_EXERCISE DESCRIPTION_
Reproduce verbatim everything in the data below, from the line containing "Look at the photo above. For each instance of the yellow" down to the line containing "pixel 135 518", including both of those lines.
┄┄┄┄┄┄
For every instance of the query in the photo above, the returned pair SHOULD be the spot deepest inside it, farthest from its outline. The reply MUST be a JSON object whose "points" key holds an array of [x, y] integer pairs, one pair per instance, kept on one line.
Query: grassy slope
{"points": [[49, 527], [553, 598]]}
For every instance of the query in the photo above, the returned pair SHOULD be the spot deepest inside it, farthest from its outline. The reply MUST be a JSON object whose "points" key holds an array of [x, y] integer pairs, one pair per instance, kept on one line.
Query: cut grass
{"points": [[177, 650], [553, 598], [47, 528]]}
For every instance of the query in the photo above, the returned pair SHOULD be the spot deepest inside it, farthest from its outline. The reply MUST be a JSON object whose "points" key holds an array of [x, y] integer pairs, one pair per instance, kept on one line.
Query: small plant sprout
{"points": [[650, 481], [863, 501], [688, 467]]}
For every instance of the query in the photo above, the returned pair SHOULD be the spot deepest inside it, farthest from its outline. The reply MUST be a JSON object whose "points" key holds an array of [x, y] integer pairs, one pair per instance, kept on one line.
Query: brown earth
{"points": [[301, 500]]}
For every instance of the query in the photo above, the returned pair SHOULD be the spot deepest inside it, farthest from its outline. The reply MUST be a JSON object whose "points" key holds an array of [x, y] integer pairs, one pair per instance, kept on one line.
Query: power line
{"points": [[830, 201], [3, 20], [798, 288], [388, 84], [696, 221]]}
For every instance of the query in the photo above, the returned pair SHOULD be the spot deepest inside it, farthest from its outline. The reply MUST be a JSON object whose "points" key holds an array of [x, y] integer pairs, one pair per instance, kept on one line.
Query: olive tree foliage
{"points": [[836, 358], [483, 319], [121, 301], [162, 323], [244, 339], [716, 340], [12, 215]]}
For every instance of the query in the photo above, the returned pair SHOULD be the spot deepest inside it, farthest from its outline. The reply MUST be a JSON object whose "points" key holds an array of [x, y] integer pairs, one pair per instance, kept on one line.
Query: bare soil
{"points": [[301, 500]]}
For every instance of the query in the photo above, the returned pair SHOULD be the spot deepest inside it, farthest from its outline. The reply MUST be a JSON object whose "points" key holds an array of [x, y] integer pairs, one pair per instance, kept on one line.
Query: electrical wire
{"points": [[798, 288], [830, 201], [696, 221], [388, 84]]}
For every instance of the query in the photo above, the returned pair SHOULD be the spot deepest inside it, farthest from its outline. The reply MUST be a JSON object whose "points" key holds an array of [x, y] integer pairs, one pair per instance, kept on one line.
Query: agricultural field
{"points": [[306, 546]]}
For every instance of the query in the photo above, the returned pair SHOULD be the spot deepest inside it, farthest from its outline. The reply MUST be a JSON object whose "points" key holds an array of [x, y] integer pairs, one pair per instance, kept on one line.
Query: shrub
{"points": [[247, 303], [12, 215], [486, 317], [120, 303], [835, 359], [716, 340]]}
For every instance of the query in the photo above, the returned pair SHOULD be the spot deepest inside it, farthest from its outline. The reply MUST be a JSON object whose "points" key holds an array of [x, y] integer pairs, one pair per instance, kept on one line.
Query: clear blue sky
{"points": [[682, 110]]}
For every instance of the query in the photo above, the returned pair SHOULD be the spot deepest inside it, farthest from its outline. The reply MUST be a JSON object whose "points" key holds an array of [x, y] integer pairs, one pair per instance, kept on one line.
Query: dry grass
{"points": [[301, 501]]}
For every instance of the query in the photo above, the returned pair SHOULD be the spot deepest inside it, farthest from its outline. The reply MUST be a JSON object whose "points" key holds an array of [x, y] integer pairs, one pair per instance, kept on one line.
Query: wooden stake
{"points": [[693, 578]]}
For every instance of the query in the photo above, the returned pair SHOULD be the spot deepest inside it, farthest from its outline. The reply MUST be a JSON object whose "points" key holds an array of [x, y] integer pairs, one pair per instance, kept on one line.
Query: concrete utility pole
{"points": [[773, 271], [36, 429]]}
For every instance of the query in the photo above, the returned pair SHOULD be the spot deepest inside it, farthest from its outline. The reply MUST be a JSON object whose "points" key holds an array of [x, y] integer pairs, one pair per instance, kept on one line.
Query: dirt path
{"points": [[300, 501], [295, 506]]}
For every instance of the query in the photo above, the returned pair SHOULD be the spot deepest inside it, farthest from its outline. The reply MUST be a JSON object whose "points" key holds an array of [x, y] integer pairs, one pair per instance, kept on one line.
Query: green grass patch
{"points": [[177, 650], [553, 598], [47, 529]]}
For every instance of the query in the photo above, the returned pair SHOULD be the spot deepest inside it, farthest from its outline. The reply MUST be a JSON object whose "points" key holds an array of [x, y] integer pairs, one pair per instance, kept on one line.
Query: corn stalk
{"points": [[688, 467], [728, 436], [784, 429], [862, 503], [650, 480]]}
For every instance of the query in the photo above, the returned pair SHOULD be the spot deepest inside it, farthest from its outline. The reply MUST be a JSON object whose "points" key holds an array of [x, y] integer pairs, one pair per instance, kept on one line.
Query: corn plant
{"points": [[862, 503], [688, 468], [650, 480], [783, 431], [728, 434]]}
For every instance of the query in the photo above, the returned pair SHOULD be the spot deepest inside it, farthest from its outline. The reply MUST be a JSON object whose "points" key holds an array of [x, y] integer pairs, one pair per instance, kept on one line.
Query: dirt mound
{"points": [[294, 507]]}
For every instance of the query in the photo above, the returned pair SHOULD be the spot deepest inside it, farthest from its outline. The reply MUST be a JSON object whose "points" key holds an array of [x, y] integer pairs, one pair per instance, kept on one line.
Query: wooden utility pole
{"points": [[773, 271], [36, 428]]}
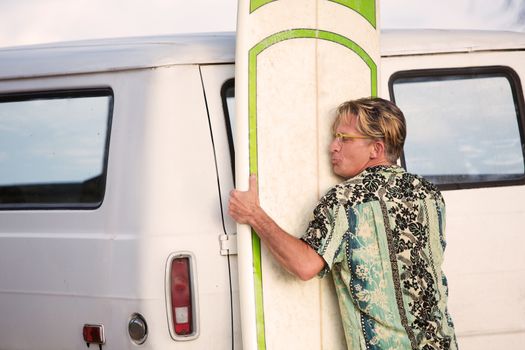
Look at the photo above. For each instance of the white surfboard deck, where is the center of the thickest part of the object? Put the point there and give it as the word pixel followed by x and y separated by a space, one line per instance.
pixel 296 61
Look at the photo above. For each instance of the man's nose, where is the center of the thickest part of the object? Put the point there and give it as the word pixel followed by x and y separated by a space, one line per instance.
pixel 334 146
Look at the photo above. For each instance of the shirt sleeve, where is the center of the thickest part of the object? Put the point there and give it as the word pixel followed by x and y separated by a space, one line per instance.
pixel 325 231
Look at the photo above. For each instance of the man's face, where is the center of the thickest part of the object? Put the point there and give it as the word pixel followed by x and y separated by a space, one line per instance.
pixel 350 156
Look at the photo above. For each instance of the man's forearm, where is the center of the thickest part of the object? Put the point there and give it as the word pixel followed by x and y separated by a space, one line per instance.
pixel 292 253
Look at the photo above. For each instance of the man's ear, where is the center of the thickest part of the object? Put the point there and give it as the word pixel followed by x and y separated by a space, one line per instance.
pixel 378 149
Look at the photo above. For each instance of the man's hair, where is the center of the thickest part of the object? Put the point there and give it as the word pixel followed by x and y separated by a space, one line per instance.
pixel 377 118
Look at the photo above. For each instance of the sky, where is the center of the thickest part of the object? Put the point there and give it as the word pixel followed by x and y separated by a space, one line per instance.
pixel 24 22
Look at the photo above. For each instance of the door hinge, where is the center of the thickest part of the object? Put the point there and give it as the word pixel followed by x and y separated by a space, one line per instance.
pixel 228 244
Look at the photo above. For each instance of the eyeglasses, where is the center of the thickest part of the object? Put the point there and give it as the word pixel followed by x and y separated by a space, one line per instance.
pixel 343 138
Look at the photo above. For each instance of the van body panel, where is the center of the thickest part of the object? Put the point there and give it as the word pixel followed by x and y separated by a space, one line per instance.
pixel 101 266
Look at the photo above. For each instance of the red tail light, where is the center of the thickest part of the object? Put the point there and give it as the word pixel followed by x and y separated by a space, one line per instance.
pixel 181 300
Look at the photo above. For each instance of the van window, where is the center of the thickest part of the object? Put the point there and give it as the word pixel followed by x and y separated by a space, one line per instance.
pixel 465 126
pixel 228 106
pixel 53 149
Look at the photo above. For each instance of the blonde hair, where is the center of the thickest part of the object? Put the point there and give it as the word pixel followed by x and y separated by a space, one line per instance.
pixel 377 118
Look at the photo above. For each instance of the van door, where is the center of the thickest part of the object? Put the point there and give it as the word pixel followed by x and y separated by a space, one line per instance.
pixel 218 85
pixel 465 121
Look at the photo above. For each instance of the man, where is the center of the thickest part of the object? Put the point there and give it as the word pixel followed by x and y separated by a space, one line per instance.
pixel 380 233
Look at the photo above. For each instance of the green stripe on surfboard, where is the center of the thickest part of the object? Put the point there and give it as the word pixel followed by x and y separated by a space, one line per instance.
pixel 255 4
pixel 252 115
pixel 366 8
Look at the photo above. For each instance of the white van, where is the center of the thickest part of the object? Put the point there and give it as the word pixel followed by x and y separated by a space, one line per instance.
pixel 116 160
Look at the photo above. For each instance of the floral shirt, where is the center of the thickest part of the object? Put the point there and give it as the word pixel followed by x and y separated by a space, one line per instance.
pixel 382 236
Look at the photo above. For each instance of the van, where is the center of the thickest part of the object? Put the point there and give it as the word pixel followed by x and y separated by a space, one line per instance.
pixel 117 159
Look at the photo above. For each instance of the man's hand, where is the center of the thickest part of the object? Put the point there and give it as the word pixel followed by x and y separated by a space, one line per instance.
pixel 244 205
pixel 293 254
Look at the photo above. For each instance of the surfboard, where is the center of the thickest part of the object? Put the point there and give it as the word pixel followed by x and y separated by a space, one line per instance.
pixel 296 61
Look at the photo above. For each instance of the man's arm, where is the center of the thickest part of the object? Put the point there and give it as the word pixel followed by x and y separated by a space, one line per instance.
pixel 292 253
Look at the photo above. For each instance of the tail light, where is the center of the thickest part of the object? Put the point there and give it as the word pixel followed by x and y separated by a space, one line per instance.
pixel 181 296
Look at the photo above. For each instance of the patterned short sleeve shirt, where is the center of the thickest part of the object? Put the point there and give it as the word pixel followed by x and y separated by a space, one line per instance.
pixel 382 236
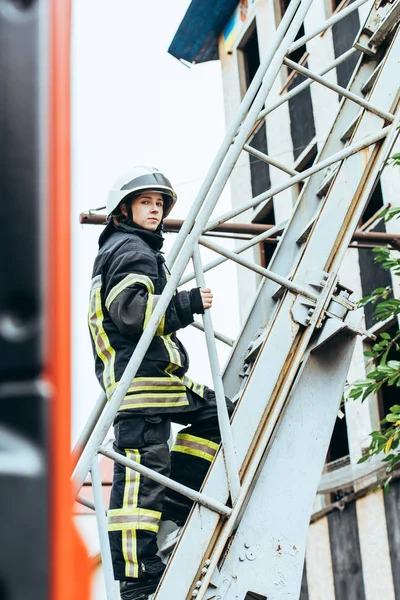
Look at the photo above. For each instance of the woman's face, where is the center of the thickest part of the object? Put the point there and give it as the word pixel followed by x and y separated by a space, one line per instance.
pixel 147 210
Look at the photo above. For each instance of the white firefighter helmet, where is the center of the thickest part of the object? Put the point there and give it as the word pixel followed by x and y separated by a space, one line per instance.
pixel 134 181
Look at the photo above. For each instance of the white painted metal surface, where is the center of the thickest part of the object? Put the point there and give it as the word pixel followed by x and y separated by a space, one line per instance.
pixel 290 349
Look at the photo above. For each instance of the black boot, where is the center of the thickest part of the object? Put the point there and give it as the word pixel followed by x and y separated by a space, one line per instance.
pixel 138 589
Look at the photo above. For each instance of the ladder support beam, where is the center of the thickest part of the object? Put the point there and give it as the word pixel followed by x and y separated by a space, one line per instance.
pixel 328 23
pixel 338 156
pixel 228 446
pixel 276 229
pixel 101 518
pixel 218 336
pixel 290 285
pixel 269 160
pixel 226 145
pixel 339 89
pixel 202 499
pixel 305 84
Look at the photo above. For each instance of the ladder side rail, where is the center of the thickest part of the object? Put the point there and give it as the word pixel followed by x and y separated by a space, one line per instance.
pixel 227 443
pixel 303 40
pixel 316 168
pixel 256 426
pixel 202 499
pixel 289 475
pixel 85 502
pixel 270 160
pixel 281 357
pixel 288 250
pixel 114 403
pixel 283 281
pixel 339 89
pixel 253 242
pixel 88 428
pixel 218 336
pixel 286 342
pixel 232 131
pixel 101 519
pixel 328 23
pixel 305 84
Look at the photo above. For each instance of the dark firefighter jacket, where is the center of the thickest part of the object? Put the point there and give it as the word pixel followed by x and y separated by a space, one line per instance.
pixel 129 275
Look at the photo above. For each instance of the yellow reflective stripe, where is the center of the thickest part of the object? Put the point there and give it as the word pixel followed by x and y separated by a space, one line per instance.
pixel 131 492
pixel 171 403
pixel 102 344
pixel 173 353
pixel 135 518
pixel 196 446
pixel 150 306
pixel 145 388
pixel 196 387
pixel 139 512
pixel 126 282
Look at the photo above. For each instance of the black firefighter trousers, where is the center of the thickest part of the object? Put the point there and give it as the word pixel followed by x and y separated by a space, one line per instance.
pixel 137 503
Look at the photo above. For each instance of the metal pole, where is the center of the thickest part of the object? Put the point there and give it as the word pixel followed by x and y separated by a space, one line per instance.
pixel 88 429
pixel 114 403
pixel 345 153
pixel 290 285
pixel 167 482
pixel 270 232
pixel 219 336
pixel 226 144
pixel 339 89
pixel 269 160
pixel 228 446
pixel 103 532
pixel 331 21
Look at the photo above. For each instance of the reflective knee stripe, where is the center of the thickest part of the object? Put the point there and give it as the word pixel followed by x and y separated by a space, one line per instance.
pixel 200 447
pixel 173 353
pixel 155 392
pixel 195 387
pixel 150 306
pixel 102 344
pixel 136 518
pixel 131 493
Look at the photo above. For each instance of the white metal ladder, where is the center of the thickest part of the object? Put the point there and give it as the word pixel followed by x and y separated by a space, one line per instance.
pixel 255 504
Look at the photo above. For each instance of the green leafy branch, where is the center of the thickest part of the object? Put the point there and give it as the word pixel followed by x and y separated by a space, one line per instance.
pixel 383 372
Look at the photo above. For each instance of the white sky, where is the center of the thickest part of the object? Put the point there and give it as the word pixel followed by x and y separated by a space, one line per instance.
pixel 133 103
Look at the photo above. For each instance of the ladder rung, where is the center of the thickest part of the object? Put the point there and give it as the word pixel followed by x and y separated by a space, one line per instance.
pixel 340 90
pixel 219 336
pixel 327 180
pixel 306 232
pixel 367 87
pixel 269 160
pixel 295 288
pixel 348 132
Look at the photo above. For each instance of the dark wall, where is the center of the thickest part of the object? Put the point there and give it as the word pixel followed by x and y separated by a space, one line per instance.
pixel 344 33
pixel 392 506
pixel 346 554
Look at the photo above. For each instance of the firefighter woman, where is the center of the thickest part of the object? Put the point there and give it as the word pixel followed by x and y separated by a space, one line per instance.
pixel 129 274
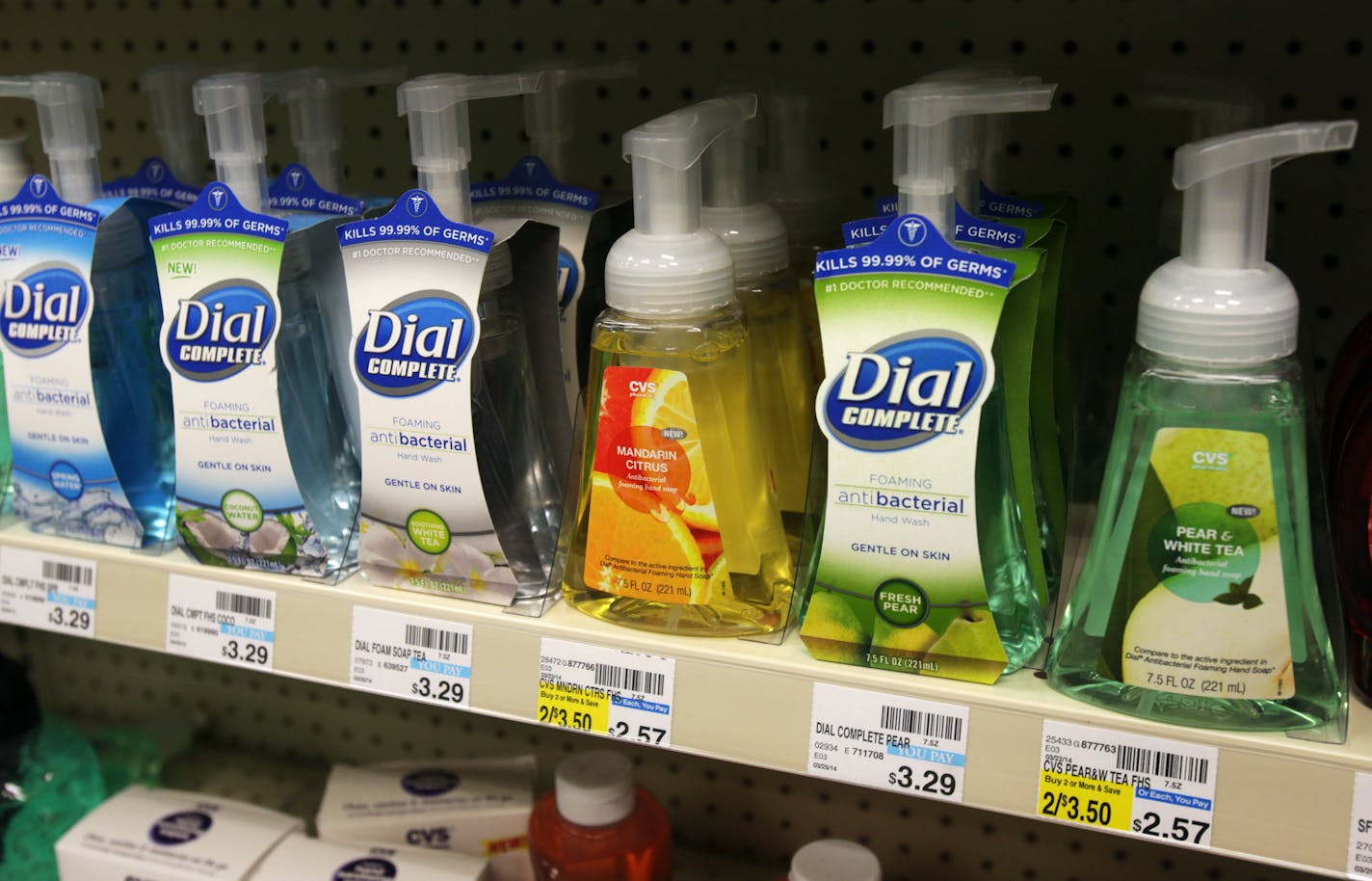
┄┄┄┄┄┄
_SOLUTION TO THIS PROBLEM_
Look at the photo above. For each instance of the yellow reflective stripe, where is the center of the thickest part of the object? Put the point there and give it as the word pixel followed by x and y separated by a space, one line per instance.
pixel 131 492
pixel 171 403
pixel 102 344
pixel 173 353
pixel 135 518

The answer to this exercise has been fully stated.